Apply what you read:
A) List every gear or setting that the transmission post says works once the car is in gear.
B) In the transmission post, what happens when the clutch is pumped in neutral?

Further symptoms of my transmission problem for those interested: With the transmission in neutral, I turn the key and the car creeps forward. If I rev the engine it seems to break loose, and i can sort of get into gear, but not without a lot of difficulty. If I do get it into first, I can struggle to drive it ; 1st, 2nd, 3d 4th and reverse along with OD work, but it is very hard to get into gear. cruising down the road everything seems fine as long as I don't try to change gears, although sometimes, especially 3d to 4th, feel fine. The car rolls freely until I come to a stop and turn off the engine. Then when in neutral, the car is stuck again, I can't push the car. It is stuck. In neutral again, using the starter, the var moves forward until I "break it loose" by revving the engine in neutral with my foot on the brake. At this point, in neutral if I pump the clutch there is an awful clanging in the drive train as the clutch is not disengaging right. Once I pump it a few times and rev the engine it feels normal. What is going on?

Data extracts:
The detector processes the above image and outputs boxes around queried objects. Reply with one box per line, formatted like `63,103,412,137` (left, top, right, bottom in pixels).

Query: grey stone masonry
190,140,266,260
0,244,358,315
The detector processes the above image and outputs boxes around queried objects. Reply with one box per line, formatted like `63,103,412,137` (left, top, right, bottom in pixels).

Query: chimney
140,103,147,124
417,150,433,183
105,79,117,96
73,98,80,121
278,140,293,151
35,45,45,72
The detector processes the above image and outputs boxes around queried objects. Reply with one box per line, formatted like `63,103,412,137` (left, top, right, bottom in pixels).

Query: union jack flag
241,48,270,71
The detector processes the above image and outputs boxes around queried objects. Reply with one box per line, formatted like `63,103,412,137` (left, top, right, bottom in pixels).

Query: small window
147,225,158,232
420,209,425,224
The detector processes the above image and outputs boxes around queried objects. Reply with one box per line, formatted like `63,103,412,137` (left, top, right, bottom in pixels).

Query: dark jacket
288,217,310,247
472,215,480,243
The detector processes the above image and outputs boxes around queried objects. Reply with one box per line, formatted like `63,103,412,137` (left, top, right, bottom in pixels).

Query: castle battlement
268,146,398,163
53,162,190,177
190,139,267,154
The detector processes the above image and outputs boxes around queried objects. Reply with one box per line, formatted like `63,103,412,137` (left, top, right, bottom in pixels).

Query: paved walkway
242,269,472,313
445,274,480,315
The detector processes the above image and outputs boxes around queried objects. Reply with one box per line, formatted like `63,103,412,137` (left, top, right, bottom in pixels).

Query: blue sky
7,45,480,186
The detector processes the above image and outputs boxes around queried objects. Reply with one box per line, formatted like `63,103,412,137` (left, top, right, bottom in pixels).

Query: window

Solution set:
A) 1st, 2nd, 3d, 4th, reverse, OD

B) There is an awful clanging in the drive train.